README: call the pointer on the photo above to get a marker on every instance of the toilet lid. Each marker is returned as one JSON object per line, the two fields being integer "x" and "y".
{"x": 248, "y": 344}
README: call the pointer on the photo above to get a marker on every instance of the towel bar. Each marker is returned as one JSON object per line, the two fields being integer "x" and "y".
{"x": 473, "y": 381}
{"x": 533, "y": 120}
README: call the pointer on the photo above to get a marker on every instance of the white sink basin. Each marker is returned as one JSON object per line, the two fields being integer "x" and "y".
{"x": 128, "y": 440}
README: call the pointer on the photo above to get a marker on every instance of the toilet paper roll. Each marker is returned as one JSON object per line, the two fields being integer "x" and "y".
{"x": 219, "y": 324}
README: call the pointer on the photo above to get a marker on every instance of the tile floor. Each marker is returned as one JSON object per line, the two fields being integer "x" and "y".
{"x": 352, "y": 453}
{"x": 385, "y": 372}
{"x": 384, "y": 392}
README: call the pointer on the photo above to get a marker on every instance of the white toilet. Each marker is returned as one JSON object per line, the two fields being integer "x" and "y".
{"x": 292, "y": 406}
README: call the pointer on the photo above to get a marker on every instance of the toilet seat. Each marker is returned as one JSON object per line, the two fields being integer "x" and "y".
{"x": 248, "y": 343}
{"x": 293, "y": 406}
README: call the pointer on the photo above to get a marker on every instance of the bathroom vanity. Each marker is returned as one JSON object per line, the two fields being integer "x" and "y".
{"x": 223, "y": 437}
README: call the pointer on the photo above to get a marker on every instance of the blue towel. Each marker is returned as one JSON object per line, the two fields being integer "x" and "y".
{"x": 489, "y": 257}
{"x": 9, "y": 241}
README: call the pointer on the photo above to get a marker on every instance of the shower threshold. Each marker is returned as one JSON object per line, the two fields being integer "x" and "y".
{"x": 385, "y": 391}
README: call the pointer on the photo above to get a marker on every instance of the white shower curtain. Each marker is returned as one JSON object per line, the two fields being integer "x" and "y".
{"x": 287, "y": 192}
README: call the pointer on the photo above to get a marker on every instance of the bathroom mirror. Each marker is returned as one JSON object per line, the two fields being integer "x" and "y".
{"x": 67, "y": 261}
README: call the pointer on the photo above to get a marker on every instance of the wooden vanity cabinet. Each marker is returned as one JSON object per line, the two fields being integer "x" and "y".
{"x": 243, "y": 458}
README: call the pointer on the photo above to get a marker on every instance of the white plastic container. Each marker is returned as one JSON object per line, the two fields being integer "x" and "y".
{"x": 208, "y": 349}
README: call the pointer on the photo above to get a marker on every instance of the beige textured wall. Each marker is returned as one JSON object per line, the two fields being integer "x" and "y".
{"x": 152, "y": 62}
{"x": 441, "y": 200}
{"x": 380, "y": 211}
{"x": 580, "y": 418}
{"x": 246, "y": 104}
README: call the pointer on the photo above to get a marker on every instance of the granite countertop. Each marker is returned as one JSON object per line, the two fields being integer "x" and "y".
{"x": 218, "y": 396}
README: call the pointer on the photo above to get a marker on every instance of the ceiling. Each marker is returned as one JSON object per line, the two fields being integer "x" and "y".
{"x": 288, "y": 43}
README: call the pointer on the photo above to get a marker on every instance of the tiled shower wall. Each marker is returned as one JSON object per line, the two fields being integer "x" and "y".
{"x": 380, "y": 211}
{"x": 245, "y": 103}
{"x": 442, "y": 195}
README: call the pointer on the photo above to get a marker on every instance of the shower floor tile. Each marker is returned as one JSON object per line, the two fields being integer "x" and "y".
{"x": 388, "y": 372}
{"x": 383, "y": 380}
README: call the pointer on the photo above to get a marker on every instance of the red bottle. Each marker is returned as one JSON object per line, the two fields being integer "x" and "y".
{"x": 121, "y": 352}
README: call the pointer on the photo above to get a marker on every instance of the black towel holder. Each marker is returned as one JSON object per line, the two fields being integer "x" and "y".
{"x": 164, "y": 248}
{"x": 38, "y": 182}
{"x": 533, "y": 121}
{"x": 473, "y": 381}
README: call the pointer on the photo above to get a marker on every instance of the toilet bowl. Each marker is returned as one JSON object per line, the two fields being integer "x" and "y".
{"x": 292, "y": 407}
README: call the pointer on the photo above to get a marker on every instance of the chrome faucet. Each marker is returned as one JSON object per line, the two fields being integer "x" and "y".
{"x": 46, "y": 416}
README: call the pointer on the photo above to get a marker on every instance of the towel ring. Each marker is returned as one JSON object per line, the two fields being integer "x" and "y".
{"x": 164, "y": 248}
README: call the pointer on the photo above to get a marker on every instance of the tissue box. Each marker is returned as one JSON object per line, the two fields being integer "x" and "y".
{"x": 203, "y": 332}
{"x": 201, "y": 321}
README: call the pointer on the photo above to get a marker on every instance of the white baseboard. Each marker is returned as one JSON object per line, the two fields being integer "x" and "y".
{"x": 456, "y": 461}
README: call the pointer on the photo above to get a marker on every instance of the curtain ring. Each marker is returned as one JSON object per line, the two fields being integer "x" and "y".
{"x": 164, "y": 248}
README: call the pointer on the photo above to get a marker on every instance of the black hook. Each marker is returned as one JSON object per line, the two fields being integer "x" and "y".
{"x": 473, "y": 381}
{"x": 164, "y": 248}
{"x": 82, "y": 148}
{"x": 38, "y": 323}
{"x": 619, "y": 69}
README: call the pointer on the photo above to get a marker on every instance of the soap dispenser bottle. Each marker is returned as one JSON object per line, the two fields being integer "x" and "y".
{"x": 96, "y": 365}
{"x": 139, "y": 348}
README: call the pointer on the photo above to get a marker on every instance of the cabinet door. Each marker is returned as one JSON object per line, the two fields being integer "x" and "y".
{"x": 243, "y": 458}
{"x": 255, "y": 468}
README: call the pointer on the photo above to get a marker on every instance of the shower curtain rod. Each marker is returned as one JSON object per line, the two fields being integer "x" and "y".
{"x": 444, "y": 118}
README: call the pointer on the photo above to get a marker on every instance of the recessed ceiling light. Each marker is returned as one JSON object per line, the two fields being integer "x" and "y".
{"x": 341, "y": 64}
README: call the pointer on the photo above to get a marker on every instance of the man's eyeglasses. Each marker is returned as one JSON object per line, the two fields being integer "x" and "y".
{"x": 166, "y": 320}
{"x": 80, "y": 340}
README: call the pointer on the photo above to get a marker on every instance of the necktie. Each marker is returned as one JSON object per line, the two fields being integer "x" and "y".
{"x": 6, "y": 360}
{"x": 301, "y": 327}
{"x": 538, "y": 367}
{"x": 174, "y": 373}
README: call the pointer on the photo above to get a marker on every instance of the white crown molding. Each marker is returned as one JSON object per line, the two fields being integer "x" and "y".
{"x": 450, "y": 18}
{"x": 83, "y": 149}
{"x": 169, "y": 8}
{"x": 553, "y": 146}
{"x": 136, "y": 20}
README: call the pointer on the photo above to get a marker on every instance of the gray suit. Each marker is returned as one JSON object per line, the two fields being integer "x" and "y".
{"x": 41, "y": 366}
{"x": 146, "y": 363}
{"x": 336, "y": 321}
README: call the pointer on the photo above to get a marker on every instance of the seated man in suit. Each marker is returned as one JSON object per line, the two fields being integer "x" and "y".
━━━━━━━━━━━━━━━━━━━━
▸ INSTRUCTIONS TO FOLLOW
Repeat exactly, and only, the lines from the one containing "of the man's" through the last line above.

▸ OUTPUT OF THE TASK
README: call the pointer on the photo above to get a marker on every instance of the man's eyeglasses. Each marker is returned as one JSON object per line, the two fields being integer "x" and "y".
{"x": 166, "y": 320}
{"x": 80, "y": 340}
README: call the pointer on the photo above to get a marker on every instance of the necktie. Each marker is returned as one JSON object per line, the two fields being integer "x" and "y".
{"x": 6, "y": 360}
{"x": 301, "y": 327}
{"x": 538, "y": 367}
{"x": 174, "y": 373}
README: call the pointer on the photo above to get a marker on every instance of the white crown molding. Each marker is returned as one JSON object per line, the two fields being integer "x" and "y".
{"x": 450, "y": 18}
{"x": 83, "y": 149}
{"x": 169, "y": 8}
{"x": 553, "y": 146}
{"x": 136, "y": 20}
README: call the pointer on the photo above to get a marker on every instance of the gray suit. Each marker is returned as one JSON object per line, the two fields being integer "x" and "y".
{"x": 41, "y": 366}
{"x": 146, "y": 363}
{"x": 336, "y": 321}
README: call the pointer on the photo above to get a marker on every instance of the seated man in suit. Each marker is returned as one JSON object per line, the two fields being integer "x" and "y".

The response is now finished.